#### BRONTEKST
________________________

We vinden het goed dat vervuilers meer gaan betalen en dat bedrijven worden beloond als ze beter voor het water zorgen. Ook zijn we blij dat natuurgebieden meer waardering krijgen in het nieuwe systeem. Als een natuurgebied helpt bij het opvangen van water tijdens zware regenbuien, kan daar een vergoeding tegenover staan. Waar we minder tevreden zijn is hoe de minister is omgegaan met de regel die een oplossing moest vinden voor het probleem met de sterk gestegen WOZ-waardes van huizen. Deze is de afgelopen jaren veel sterker gestegen dan de waarde van niet-woningen (bedrijfspanden). Omdat de waterschapsbelasting gekoppeld is aan de WOZ-waarde, betekent dit dat woningeigenaren een steeds groter deel van de totale belasting zijn gaan betalen. Dit terwijl ze niet méér gebruik maken van de diensten van het waterschap dan voorheen. Gemeenten mogen nu al verschillende tarieven voor woningen en bedrijfspanden hanteren, zodat ze kunnen zorgen dat ieder zijn eerlijke deel betaalt.

Water Natuurlijk heeft zich bij de discussie binnen de waterschappen sterk gemaakt om deze regel ook voor de waterschappen in te voeren. De bedoeling was dat de waterschappen vrij zouden zijn om de verhouding zelf vast te stellen, om op die manier ook de oneerlijke verdeling van de afgelopen jaren weer recht te trekken. Mede dankzij een tijdige interventie van Water Natuurlijk heeft de minister heeft echter besloten om het verschil in tarieven wel mogelijk te maken, maar deze vast te klikken op de verdeling zoals die op 1 januari 2024 was. De Kamer heeft daarmee ingestemd. Daarmee blijft de oneerlijke verdeling bestaan, maar wordt hij dus niet nog oneerlijker. D66 heeft in de Tweede Kamer nog een amendement ingediend om de peildatum enkele jaren naar voren te schuiven. Maar helaas heeft deze geen meerderheid behaald.

________________________

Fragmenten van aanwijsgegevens

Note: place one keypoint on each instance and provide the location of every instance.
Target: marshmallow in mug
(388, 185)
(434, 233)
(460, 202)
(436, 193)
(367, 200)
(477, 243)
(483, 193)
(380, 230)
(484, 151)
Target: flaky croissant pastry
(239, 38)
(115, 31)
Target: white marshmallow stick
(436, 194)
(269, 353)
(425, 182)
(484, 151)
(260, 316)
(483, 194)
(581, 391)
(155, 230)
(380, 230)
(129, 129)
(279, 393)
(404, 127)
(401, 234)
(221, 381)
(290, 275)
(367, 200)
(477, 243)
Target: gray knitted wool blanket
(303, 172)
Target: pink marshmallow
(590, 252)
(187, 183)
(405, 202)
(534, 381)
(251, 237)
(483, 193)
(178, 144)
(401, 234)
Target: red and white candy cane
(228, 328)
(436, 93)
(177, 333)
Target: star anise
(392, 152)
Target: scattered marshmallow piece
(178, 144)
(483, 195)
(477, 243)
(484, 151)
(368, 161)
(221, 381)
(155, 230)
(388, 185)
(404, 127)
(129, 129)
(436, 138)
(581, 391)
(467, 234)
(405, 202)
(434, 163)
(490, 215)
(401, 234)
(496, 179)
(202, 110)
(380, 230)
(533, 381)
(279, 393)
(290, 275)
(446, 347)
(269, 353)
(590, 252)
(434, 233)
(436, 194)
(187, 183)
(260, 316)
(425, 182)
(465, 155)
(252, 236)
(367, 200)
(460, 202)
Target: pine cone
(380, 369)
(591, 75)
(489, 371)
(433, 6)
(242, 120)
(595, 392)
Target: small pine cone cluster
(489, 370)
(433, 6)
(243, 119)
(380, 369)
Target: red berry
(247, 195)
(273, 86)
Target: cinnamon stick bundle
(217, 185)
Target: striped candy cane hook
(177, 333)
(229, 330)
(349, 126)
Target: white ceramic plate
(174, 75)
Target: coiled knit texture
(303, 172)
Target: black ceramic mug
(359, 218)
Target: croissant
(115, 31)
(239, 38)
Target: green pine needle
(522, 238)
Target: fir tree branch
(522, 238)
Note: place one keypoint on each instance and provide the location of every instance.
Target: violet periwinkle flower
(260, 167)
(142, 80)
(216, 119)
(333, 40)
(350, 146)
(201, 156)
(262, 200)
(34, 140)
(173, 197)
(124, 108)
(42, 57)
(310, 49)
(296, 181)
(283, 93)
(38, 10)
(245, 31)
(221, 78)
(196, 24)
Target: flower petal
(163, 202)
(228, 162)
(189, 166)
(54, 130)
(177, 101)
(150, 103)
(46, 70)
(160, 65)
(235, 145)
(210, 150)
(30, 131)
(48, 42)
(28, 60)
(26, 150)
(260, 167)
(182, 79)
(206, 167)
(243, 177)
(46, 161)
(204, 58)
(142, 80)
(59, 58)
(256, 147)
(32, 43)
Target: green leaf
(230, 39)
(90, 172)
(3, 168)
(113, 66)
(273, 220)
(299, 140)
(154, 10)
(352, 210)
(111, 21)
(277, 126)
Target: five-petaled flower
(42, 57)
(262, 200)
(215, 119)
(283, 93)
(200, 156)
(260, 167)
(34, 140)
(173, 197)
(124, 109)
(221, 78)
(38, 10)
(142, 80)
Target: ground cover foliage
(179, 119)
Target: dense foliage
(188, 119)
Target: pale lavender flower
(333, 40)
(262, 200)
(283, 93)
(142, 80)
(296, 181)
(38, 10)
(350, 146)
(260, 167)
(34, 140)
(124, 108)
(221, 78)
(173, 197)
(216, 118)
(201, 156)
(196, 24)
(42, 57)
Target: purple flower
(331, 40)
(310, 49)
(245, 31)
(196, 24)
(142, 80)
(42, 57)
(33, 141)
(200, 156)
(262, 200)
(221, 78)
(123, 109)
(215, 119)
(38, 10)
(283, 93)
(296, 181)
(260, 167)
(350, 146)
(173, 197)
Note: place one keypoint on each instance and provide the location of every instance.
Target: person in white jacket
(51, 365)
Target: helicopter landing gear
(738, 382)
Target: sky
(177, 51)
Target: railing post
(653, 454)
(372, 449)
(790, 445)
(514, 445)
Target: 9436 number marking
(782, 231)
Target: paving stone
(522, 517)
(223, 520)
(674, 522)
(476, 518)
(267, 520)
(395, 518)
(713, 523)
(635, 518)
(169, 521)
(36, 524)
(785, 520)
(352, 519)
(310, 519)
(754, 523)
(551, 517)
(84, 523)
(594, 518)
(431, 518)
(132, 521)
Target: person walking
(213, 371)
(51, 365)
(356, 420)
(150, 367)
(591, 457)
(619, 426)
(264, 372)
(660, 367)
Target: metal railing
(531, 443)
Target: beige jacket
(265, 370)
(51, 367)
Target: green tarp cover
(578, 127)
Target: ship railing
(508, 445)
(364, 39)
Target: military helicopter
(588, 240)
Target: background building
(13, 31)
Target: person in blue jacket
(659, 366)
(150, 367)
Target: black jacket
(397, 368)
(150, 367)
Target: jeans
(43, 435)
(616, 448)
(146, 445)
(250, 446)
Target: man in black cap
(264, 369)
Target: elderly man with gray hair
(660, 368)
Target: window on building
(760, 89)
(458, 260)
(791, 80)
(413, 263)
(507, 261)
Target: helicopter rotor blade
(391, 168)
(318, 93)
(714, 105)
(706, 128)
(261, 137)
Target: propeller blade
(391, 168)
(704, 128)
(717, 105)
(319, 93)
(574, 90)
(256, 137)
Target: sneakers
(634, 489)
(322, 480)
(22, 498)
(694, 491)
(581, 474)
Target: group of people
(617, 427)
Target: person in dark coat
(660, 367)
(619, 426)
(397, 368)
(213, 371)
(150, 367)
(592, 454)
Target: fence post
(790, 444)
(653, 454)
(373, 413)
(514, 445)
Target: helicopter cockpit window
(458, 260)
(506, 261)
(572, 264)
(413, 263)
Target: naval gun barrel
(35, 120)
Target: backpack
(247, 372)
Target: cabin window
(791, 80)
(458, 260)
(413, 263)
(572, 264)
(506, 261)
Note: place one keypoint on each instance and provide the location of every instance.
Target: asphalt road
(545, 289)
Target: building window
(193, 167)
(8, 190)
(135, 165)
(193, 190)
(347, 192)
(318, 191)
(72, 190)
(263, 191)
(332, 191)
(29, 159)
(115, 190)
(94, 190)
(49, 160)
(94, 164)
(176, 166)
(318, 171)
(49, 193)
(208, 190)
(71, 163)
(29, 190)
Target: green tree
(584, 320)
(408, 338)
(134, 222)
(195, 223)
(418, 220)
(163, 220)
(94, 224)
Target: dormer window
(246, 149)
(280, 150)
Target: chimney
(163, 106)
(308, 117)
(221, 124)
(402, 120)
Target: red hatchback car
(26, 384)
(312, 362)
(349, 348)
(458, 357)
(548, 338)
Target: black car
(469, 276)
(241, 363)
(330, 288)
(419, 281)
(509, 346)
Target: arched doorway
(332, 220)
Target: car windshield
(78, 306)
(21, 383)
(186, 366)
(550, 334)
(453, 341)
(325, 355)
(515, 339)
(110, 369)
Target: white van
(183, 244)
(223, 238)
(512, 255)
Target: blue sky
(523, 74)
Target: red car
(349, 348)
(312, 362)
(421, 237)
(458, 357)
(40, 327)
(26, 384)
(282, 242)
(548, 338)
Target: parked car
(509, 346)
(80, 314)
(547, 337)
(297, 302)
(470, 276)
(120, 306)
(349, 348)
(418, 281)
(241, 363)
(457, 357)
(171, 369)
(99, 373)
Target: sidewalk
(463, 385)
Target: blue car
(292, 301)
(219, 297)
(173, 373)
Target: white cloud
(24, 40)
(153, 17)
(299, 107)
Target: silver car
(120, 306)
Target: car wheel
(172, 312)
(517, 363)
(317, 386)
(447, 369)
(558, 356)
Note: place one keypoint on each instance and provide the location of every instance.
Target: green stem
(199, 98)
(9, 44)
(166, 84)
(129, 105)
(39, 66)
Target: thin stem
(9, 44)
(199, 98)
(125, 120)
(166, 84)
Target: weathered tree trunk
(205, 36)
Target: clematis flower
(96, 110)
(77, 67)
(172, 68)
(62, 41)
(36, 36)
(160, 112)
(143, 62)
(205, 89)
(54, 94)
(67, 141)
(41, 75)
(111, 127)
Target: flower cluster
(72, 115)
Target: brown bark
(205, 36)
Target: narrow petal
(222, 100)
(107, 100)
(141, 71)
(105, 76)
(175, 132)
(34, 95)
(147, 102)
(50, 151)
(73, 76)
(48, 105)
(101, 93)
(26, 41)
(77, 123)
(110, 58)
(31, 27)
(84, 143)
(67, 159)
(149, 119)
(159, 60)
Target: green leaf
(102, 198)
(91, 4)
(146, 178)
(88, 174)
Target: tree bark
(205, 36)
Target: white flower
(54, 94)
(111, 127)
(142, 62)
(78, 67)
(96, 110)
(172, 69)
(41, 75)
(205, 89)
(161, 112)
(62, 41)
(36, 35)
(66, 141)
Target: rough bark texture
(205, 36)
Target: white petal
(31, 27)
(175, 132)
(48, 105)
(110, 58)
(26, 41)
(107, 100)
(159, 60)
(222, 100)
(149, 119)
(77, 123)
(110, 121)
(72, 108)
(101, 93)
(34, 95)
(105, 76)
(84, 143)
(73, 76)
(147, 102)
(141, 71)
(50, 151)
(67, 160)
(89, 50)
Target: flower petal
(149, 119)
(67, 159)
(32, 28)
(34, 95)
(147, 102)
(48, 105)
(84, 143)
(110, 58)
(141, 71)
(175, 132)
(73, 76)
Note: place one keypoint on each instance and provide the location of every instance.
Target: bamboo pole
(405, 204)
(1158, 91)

________________________

#### OPGAVEN
**a.** Beantwoord over de tekst over de waterschapsbelasting de volgende vragen:
(i) Waaraan is de waterschapsbelasting gekoppeld?
(ii) Wat mogen gemeenten nu al hanteren voor woningen en bedrijfspanden?
(iii) Welke partij diende in de Tweede Kamer een amendement in om de peildatum enkele jaren naar voren te schuiven?
**b.** Citeer uit de tekst over de waterschapsbelasting het stuk dat begint bij "Water Natuurlijk heeft zich" en eindigt bij "geen meerderheid behaald.".

#### UITWERKINGEN
**a.**
(i) Aan de WOZ-waarde.
(ii) Verschillende tarieven.
(iii) D66.

**b.**
Water Natuurlijk heeft zich bij de discussie binnen de waterschappen sterk gemaakt om deze regel ook voor de waterschappen in te voeren. De bedoeling was dat de waterschappen vrij zouden zijn om de verhouding zelf vast te stellen, om op die manier ook de oneerlijke verdeling van de afgelopen jaren weer recht te trekken. Mede dankzij een tijdige interventie van Water Natuurlijk heeft de minister heeft echter besloten om het verschil in tarieven wel mogelijk te maken, maar deze vast te klikken op de verdeling zoals die op 1 januari 2024 was. De Kamer heeft daarmee ingestemd. Daarmee blijft de oneerlijke verdeling bestaan, maar wordt hij dus niet nog oneerlijker. D66 heeft in de Tweede Kamer nog een amendement ingediend om de peildatum enkele jaren naar voren te schuiven. Maar helaas heeft deze geen meerderheid behaald.